**** Records for this exercise

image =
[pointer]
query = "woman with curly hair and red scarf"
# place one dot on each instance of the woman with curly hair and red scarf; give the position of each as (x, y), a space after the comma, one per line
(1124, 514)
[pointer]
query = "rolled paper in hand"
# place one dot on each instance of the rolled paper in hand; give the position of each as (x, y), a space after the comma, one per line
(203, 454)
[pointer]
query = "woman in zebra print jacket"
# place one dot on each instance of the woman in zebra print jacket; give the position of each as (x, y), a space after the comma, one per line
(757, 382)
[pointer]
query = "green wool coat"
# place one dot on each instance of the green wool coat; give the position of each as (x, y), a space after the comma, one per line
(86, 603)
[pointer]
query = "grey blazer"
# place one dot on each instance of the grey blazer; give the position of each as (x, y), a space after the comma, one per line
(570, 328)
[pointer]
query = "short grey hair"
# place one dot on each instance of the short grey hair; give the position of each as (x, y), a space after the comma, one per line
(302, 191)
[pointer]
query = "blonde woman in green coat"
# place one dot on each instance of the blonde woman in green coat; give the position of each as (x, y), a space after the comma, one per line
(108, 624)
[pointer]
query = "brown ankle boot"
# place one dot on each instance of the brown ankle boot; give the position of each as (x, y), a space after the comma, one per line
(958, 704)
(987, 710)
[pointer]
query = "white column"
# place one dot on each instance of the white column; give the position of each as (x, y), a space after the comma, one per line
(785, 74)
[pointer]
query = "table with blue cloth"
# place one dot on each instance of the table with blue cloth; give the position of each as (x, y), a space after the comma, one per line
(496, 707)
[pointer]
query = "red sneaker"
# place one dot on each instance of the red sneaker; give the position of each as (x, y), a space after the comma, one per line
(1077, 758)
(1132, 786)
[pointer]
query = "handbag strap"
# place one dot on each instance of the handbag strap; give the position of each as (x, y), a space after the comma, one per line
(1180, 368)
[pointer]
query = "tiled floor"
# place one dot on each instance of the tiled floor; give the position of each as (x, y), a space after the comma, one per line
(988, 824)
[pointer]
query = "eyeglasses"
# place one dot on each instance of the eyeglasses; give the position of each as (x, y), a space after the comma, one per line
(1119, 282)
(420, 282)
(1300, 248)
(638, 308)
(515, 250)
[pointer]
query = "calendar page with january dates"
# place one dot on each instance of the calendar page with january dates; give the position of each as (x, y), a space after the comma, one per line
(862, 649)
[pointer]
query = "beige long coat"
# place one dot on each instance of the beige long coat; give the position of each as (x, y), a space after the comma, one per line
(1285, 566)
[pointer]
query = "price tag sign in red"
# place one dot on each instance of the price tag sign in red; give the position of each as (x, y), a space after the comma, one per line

********

• Directions: All of the data needs to be printed once more, exactly.

• Answer to the task:
image =
[pointer]
query = "woman with curly hair and red scarf"
# place one dot on each instance of the woman with curly hair and red scarf; give the position of each as (x, y), a space after the comma, one per line
(1124, 514)
[pointer]
query = "rolled paper in hand"
# place one dot on each instance of the rolled paper in hand; give the position of each as (x, y), a space after the comma, one per line
(203, 454)
[pointer]
query = "woman in zebra print jacket"
# place one dot on each instance of the woman in zebra print jacket; give the position of each as (x, y), a space after the comma, one per line
(757, 382)
[pointer]
query = "green wool coat"
# place one dot on each instance of the green wool coat; give the position of each as (x, y), a space after the comma, one per line
(86, 603)
[pointer]
query = "grey blazer"
# place one dot on each instance of the grey blazer; give the position of each as (x, y), a space after the comma, one per line
(570, 328)
[pointer]
query = "short grey hair"
# place one dot on each instance of the short grey hair; give the position of each as (x, y), a space after the comma, one per line
(302, 191)
[pointer]
query = "blonde woman in green coat"
# place one dot on each instance of the blonde woman in green coat; give the position of each as (x, y), a space after the comma, one per line
(108, 624)
[pointer]
query = "brown ankle boot"
# place one dot on each instance of the brown ankle boot; give the position of each as (x, y), a space after the comma, one per line
(958, 704)
(987, 710)
[pointer]
query = "white column"
# place one dot on each instance of the white column; give the position of each as (x, y), a space after the comma, one per line
(785, 74)
[pointer]
query = "table with blue cloth"
# place one dot on each instance of the table with blue cloth; give the position of each as (x, y), a space after the comma, one per line
(496, 707)
[pointer]
query = "red sneaker"
# place one dot on each instance of the red sneaker; give the position of each as (x, y), a space after the comma, one per line
(1077, 758)
(1132, 786)
[pointer]
query = "handbag strap"
# place one dot on each instance of the handbag strap; give the position of each as (x, y), a space after the comma, one per line
(1180, 368)
[pointer]
query = "tiled floor"
# place one dot on each instance of the tiled floor; give the position of each as (x, y), a space after the comma, one per line
(988, 824)
[pointer]
query = "eyeglasses"
# place one dot on each instance of the eyeglasses; give the position of each as (x, y), a space after the comma, one per line
(1119, 282)
(420, 282)
(1300, 248)
(638, 308)
(515, 250)
[pointer]
query = "calendar page with january dates"
# place one dot on each instance of the calendar page with january dates; give the position of each as (x, y), a space after the comma, one per line
(862, 649)
[pointer]
query = "beige long coat"
# place one dot on each instance of the beige long coat; give the position of each as (x, y), a space after the comma, one per line
(1285, 566)
[pointer]
query = "price tag sign in red"
# place one dot on each instance of the price tag sign in red; give the position of each as (x, y), a space after the comma, one per line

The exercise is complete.